- **Source passage**:
○ ○ ○ ○ ○

Porn is Making Men Impotent
November 18, 2013
ILLUMINATI SOCIAL ENGINEERING
porn has rewired the brains of millions of men.
They have become inured to normal sexual and emotional cues.
As men become impotent, Japan's heterosexual breakdown
is heading to America as surely as floating debris from its tsunami.
The Illuminati separated sex from love and marriage and made porn readily available. As a consequence, many straight men have replaced women with images. Like many homosexuals, they have become jaded and need ever more perversity and drugs in order to respond. Real women and real love have become redundant to them. They are effectively gay in that they are addicted to sexual pleasure. Feminism was a depopulation program that psychologically neutered many women. Porn is its male counterpart.
By Norman Doidge MD
(Excerpt abridged & edited by henrymakow.com)
A number of men reported increasing difficulty in being turned on by their actual sexual partners, spouses or girlfriends, though they still considered them objectively attractive.
When I asked if this phenomenon had any relationship to viewing pornography, they answered that it initially helped them get more excited during sex but over time had the opposite effect. Now, instead of using their senses to enjoy being in bed, in the present, with their partners, lovemaking increasingly required them to fantasize that they were part of a porn script. Some gently tried to persuade their lovers to act like porn stars, and they were increasingly interested in "f**king" as opposed to "making love."
Their sexual fantasy lives were increasingly dominated by the scenarios that they had, so to speak downloaded into their brains, and these new scripts were often more primitive and more violent than their previous sexual fantasies. I got the impression that any sexual creativity these men had was dying and that they were becoming addicted to Internet porn.
The changes I observed are not confined to a few people in therapy. A social shift is occurring. While it is usually difficult to get information about private sexual mores, this is not the case with pornography today, because its use is increasingly public. This shift coincides with the change from calling it "pornography" to the more casual term "porn."
For his book on American campus life, I Am Charlotte Simmons, Tom Wolfe spent a number of years observing students on university campuses. In the book, one boy, Ivy Peters, ... recognizes that he is like a drug addict who can no longer get high on the images that once turned him on. And the danger is that this tolerance will carry over into relationships, as it did in patients whom I was seeing, leading to potency problems and new, at times unwelcome, tastes...
When pornographers boast
that they are pushing the envelope by introducing new, harder themes,
what they don't say is that they must, because their customers are
building up a tolerance to the content. The back pages of men's
risque magazines and Internet porn sites are filled with ads for
Viagra-type drugs--medicine developed for older men with erectile
problems related to aging and blocked blood vessels in the penis.
(Since young women have become sex objects, Japanese men are opting for the real thing. Life-sized dolls)

○ ○ ○ ○ ○

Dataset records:

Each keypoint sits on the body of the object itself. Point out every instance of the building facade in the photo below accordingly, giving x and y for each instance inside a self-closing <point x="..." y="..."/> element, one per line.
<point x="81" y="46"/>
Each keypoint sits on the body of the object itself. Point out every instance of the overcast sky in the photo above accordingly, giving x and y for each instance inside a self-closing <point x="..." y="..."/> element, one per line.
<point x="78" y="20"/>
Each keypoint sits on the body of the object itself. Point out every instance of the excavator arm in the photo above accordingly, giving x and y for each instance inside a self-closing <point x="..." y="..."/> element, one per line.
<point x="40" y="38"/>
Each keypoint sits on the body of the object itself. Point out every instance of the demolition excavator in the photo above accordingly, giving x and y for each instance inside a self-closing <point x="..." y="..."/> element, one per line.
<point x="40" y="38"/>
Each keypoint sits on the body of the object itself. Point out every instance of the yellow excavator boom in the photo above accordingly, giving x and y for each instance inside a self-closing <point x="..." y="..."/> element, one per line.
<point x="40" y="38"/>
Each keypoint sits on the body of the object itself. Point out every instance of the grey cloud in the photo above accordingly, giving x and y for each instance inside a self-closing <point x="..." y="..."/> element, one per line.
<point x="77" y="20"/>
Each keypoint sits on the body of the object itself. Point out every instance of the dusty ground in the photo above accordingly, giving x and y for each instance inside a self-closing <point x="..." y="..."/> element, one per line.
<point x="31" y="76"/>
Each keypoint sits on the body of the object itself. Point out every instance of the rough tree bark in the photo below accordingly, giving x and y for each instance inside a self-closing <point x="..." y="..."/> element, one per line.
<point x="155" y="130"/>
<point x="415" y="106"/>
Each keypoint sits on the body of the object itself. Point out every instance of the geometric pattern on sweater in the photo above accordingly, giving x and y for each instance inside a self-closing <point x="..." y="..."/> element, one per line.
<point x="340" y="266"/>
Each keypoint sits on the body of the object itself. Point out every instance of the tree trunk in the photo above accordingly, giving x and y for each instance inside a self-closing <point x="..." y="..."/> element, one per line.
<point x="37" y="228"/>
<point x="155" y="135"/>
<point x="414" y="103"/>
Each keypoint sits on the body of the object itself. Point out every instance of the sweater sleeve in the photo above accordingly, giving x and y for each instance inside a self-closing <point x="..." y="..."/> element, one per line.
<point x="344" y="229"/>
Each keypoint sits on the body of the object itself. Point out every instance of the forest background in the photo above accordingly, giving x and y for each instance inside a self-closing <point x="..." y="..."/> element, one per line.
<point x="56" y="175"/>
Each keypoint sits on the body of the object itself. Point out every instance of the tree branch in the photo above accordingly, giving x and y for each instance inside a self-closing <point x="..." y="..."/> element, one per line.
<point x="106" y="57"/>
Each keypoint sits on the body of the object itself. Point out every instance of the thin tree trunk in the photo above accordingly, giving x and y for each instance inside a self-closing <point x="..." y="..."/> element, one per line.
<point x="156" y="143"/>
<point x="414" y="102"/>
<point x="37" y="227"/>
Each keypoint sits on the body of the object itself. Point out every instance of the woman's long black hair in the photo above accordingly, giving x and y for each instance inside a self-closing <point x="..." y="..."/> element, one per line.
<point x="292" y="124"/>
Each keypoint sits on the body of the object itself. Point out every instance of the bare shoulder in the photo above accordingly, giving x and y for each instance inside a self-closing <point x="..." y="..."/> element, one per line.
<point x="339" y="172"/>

○ ○ ○ ○ ○

Reproduce the source passage word for word, from "The changes I" up to and including "times unwelcome, tastes...". Use only the source passage for what you need.

The changes I observed are not confined to a few people in therapy. A social shift is occurring. While it is usually difficult to get information about private sexual mores, this is not the case with pornography today, because its use is increasingly public. This shift coincides with the change from calling it "pornography" to the more casual term "porn."
For his book on American campus life, I Am Charlotte Simmons, Tom Wolfe spent a number of years observing students on university campuses. In the book, one boy, Ivy Peters, ... recognizes that he is like a drug addict who can no longer get high on the images that once turned him on. And the danger is that this tolerance will carry over into relationships, as it did in patients whom I was seeing, leading to potency problems and new, at times unwelcome, tastes...